[Start PROVIDED TEXT]
With reference now to Figure 8, a diagram of a control mixer is depicted in accordance with an advantageous embodiment. In this illustrative example, control mixer 800 may be one example of an implementation for control mixer 740 in Figure 7.

Control mixer 800 may include weighting matrix 802, transposed control effectiveness matrix 804, gain matrix 806, limiting integrator 808, adder 810, adder 812, proportional gain 814, proportional gain 816, and limiter 818.
[End PROVIDED TEXT]
GIVEN EXERCISE A: According to the control mixer text, what is control mixer 800 one example of an implementation for?
GIVEN EXERCISE B: Which matrices does the control mixer text list among the parts of control mixer 800?
GIVEN EXERCISE C: Go on with the control mixer text, starting after its last sentence.
The data that come next are separate material with no connection to the control mixer text.
[Start STORED ROWS]
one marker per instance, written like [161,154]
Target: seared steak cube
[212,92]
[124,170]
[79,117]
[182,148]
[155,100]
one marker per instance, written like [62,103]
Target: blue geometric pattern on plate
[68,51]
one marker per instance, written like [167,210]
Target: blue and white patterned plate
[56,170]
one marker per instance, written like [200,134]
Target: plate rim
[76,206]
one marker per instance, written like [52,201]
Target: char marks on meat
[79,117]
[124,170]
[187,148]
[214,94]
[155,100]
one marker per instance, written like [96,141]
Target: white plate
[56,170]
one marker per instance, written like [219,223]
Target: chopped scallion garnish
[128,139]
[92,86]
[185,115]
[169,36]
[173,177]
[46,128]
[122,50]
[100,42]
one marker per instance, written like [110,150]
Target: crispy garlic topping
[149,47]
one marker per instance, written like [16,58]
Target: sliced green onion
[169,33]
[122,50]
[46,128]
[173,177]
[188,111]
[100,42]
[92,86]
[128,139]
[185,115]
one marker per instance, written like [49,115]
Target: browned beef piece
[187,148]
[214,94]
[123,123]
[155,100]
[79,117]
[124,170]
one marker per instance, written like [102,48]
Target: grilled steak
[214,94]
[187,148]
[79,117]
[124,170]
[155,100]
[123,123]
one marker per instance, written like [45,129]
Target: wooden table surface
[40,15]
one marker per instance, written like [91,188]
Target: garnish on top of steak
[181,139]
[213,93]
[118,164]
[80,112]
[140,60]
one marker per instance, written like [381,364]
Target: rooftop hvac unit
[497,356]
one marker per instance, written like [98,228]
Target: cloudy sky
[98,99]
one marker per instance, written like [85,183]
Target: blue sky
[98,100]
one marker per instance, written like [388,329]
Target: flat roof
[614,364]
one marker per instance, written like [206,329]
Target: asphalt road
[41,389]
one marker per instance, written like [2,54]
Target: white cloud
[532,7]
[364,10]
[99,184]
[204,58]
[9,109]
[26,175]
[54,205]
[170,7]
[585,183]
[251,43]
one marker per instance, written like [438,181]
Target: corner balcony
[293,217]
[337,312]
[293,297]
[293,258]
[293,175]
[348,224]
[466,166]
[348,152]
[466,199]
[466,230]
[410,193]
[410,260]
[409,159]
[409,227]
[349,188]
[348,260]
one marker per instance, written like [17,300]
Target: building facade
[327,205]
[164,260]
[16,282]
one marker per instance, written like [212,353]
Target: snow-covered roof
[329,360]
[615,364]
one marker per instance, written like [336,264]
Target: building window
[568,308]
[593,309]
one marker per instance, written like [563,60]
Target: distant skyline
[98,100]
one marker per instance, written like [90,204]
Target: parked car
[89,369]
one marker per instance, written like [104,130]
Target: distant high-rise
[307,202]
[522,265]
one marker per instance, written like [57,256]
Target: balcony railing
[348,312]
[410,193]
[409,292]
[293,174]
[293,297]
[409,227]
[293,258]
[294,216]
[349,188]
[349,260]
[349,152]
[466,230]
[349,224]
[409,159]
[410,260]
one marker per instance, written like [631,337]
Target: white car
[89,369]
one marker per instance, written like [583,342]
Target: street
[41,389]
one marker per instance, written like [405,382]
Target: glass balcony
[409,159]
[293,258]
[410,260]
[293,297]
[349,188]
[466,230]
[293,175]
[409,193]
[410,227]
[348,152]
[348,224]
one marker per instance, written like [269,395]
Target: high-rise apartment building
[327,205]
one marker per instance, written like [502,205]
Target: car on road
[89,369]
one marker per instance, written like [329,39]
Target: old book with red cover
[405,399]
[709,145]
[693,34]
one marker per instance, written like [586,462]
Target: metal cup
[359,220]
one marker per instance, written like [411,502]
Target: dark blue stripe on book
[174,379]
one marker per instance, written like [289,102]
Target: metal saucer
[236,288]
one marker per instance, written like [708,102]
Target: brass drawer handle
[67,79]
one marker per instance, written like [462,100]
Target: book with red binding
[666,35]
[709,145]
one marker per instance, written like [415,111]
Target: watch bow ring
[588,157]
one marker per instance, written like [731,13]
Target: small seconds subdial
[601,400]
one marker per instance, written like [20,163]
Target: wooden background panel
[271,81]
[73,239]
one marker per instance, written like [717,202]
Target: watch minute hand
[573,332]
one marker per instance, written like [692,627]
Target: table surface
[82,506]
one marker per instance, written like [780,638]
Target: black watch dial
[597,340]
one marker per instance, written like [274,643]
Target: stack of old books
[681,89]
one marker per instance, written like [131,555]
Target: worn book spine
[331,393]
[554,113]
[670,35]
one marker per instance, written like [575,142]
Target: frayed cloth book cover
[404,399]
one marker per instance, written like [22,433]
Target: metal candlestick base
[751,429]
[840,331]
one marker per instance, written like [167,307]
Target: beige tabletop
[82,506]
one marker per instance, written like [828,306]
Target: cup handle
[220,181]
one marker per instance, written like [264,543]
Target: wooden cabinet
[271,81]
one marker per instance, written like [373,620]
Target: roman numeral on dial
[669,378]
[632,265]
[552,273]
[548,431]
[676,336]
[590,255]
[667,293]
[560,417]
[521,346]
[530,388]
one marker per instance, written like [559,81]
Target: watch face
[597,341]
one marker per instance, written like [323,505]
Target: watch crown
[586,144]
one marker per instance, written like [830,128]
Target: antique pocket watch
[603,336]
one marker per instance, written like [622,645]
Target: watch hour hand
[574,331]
[End STORED ROWS]
[Start STORED ROWS]
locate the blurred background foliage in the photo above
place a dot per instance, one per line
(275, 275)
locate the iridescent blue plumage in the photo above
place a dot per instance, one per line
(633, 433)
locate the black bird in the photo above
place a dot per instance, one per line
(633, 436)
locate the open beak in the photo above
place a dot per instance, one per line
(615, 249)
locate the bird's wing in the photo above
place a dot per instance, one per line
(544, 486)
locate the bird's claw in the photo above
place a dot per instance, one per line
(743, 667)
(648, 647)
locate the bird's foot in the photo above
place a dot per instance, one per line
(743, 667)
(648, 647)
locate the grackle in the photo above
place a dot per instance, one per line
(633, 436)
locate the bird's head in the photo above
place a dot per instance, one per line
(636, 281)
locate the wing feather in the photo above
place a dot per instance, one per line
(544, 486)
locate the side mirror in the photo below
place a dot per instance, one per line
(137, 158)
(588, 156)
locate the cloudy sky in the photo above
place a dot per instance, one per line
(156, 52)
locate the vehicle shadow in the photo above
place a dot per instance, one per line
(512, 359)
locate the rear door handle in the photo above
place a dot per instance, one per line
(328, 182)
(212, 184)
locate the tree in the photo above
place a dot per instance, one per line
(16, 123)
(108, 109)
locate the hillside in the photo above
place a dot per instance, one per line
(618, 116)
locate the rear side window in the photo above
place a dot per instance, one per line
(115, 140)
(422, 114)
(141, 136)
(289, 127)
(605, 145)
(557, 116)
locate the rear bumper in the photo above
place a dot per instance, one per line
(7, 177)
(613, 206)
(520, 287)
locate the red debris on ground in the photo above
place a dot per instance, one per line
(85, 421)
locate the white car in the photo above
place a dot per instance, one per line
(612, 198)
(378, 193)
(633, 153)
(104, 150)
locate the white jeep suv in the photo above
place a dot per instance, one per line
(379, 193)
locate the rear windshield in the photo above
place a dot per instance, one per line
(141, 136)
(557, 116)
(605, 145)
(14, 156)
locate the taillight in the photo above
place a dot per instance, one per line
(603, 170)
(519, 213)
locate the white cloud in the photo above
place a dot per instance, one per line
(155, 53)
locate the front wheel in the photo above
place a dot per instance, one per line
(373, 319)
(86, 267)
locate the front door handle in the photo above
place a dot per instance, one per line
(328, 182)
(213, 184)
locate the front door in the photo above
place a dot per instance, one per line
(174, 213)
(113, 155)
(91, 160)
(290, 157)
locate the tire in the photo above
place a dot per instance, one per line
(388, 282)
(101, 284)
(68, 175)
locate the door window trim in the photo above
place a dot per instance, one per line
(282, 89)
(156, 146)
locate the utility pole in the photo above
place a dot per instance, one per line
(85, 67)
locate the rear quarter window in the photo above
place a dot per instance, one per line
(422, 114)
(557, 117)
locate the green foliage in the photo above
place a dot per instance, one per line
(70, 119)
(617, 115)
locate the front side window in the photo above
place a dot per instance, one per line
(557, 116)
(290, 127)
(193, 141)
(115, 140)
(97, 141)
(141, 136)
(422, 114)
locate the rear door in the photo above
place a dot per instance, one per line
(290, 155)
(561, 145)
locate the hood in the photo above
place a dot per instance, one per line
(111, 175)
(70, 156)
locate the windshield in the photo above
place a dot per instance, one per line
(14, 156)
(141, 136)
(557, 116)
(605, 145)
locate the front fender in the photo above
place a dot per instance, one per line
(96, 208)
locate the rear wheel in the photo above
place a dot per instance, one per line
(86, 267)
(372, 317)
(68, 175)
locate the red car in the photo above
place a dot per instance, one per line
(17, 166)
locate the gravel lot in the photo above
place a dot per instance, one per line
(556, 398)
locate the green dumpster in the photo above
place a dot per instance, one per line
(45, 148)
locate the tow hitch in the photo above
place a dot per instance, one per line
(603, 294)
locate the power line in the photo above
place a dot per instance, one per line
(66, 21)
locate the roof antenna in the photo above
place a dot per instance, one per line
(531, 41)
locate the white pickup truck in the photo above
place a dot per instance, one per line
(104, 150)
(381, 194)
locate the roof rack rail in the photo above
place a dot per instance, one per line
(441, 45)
[End STORED ROWS]
[Start STORED ROWS]
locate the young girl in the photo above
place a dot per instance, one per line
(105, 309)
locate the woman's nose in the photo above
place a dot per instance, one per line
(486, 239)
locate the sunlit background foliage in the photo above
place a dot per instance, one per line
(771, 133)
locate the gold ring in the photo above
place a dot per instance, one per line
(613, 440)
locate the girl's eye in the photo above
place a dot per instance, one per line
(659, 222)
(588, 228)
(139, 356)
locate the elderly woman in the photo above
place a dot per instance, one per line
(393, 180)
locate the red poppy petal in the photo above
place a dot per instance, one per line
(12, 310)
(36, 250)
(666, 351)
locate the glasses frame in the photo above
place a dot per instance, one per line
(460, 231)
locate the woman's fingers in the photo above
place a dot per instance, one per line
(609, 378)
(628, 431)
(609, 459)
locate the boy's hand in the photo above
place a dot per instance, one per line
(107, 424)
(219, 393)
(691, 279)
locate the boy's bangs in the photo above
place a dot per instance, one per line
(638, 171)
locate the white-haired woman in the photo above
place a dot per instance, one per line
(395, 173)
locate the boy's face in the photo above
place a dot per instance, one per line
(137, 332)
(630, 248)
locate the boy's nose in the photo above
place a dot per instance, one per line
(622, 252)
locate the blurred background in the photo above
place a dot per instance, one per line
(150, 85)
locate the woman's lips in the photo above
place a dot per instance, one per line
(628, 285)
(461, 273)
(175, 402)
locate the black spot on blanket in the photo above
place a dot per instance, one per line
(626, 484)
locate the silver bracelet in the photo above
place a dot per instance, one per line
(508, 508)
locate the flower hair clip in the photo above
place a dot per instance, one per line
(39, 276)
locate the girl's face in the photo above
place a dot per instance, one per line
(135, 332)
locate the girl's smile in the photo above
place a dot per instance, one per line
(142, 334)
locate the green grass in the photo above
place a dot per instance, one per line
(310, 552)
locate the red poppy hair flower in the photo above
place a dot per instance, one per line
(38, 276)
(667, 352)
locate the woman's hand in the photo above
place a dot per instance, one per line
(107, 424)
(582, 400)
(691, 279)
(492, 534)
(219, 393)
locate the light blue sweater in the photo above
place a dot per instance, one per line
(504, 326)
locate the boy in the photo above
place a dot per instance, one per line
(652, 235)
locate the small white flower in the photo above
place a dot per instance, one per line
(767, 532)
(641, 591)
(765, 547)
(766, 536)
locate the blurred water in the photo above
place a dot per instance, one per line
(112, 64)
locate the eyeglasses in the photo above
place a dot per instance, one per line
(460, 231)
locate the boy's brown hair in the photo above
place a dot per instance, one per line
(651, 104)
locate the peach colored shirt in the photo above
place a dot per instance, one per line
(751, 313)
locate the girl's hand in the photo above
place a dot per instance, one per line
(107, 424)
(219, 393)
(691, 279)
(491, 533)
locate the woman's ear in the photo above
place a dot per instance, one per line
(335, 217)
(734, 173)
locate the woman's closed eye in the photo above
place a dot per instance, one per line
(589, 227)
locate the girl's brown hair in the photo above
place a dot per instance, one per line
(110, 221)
[End STORED ROWS]
REPLY A: Control mixer 740 in Figure 7.

REPLY B:
- Weighting matrix 802
- Transposed control effectiveness matrix 804
- Gain matrix 806

REPLY C:
In these illustrative examples, acceleration errors 820, which may be the acceleration errors for the elevation and azimuth axes, may be sent into control mixer 800 for processing. Acceleration errors 820 may be an example of acceleration errors 735 in Figure 7. Pitch error 822 may be the acceleration error in the elevation axis and yaw error 824 may be the acceleration error in the azimuth direction. Pitch error 822 and yaw error 824 may be sent into weighting matrix 802 within control mixer 800. Weighting matrix 802 may be a 2 x 2 weighting matrix that may establish a priority for processing and reducing the error for one axis over the other axis. Weighting matrix 802 may be W(i,j), where i and j may represent the rows and columns in weighting matrix 802, respectively. In other words, W(I, 1) may represent the entry in the first row and first column of weighting matrix 802, W (1,2) may represent the entry in the first row and second column of weighting matrix 802, W (2,1) may represent the entry in the second row and first column of weighting matrix 802, and W (2, 2) may represent the entry in the second row and second column of weighting matrix 802.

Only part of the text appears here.